Word for word, give again the lines of the material below, from the one holding "of the lamp" to the last, with nothing added.

=== Section Start ===

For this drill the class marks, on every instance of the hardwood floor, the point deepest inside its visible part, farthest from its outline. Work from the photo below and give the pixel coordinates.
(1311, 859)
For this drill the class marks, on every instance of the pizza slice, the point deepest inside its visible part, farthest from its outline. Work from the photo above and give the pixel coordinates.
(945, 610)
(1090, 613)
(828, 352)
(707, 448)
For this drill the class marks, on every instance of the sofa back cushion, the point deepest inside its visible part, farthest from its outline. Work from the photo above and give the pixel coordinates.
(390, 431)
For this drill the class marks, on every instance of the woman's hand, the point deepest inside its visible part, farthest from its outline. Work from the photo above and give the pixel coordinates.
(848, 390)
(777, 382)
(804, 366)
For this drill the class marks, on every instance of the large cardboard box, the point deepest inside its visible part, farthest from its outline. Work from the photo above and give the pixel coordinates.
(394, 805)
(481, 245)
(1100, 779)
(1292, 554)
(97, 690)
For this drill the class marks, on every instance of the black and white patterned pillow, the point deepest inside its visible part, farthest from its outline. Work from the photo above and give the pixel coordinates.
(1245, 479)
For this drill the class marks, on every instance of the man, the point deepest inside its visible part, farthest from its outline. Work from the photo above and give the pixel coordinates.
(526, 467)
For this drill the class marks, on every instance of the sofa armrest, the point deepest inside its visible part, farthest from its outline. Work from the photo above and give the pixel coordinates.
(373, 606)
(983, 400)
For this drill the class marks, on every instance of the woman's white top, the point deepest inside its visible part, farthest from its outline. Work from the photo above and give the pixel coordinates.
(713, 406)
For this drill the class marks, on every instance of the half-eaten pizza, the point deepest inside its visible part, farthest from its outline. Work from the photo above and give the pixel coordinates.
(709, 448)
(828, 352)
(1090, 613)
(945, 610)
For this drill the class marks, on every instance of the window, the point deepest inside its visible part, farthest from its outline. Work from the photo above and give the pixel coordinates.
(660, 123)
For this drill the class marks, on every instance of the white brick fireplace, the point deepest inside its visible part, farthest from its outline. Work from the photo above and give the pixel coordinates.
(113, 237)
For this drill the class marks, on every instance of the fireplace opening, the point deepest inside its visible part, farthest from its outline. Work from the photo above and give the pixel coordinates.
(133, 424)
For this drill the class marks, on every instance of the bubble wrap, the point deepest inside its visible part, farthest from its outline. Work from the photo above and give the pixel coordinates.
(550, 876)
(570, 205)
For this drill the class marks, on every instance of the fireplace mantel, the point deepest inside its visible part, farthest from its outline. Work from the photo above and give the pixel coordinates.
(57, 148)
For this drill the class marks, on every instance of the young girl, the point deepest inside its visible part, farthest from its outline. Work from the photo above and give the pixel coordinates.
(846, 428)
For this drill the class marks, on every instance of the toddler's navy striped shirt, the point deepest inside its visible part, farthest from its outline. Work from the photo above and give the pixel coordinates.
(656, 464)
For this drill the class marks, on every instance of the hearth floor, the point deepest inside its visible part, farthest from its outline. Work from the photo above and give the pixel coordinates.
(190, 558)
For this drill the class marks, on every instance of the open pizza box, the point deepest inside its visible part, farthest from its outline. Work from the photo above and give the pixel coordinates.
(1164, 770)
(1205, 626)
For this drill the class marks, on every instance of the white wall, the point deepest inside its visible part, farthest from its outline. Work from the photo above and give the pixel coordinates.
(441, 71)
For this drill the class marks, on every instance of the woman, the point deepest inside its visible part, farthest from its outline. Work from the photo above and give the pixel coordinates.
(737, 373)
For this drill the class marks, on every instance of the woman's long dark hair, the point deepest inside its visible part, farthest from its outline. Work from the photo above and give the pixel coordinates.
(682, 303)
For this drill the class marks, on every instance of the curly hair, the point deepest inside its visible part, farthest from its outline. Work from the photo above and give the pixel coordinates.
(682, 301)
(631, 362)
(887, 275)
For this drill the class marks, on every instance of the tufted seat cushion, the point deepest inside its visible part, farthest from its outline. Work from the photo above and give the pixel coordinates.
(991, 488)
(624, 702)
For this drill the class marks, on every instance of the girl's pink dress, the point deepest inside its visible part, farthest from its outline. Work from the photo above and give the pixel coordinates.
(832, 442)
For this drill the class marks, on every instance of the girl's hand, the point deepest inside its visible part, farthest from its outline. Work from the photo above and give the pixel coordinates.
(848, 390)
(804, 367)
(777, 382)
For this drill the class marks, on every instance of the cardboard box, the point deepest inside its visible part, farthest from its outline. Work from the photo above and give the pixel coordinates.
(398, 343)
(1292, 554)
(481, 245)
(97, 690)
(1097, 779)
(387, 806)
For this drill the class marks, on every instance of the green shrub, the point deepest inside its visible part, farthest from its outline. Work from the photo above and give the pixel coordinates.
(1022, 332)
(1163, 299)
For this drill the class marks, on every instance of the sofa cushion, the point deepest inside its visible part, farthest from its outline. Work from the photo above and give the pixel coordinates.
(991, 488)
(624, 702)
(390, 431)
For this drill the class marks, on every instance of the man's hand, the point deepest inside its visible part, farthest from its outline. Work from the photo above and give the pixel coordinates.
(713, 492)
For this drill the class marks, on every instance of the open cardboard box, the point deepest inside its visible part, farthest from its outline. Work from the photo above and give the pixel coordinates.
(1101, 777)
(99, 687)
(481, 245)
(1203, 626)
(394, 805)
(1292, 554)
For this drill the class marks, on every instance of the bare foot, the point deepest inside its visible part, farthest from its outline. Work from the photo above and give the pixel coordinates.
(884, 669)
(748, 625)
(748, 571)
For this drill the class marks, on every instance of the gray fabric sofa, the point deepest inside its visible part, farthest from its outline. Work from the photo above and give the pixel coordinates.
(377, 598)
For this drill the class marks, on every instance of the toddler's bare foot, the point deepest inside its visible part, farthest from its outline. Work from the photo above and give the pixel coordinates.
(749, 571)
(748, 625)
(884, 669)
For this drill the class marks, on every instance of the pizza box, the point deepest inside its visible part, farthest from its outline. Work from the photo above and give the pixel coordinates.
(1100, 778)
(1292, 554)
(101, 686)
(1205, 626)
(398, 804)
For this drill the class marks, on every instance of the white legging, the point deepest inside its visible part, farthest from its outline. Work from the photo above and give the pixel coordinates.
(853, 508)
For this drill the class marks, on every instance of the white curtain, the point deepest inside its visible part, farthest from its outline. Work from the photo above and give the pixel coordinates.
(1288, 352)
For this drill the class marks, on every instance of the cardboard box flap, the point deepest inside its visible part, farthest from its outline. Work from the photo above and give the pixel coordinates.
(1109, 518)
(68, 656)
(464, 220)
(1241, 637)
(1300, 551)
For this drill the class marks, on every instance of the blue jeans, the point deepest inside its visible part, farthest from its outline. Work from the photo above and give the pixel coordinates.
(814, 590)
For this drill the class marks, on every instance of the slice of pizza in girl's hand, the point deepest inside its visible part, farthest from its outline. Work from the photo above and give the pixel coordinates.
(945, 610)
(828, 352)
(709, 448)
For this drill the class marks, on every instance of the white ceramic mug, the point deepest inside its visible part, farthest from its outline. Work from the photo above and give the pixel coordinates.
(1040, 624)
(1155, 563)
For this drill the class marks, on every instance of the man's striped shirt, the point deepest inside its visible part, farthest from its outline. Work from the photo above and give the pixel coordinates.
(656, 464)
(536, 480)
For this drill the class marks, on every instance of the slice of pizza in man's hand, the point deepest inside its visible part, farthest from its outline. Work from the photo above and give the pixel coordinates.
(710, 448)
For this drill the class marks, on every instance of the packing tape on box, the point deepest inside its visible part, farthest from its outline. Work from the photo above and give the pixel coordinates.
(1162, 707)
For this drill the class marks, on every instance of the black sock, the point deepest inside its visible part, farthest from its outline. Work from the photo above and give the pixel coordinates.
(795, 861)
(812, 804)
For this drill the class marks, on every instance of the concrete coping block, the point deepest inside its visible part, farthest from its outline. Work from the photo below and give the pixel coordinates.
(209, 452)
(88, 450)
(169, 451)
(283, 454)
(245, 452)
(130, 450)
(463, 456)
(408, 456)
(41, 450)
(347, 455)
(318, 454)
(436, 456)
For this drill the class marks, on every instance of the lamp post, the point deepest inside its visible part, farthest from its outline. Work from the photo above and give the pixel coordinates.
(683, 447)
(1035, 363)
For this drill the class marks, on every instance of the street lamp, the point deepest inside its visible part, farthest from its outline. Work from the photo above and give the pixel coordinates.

=== Section End ===

**Answer area:**
For this drill the class marks, on every instance of the lamp post, the point deepest inside its visible part, farthest from its outline. Work from the photo above and give the pixel coordinates.
(683, 447)
(1035, 363)
For this drill the class marks, on every instance of the street lamp, the point deepest inside its visible part, farthest from its outline. Work from the photo above and give the pixel coordinates.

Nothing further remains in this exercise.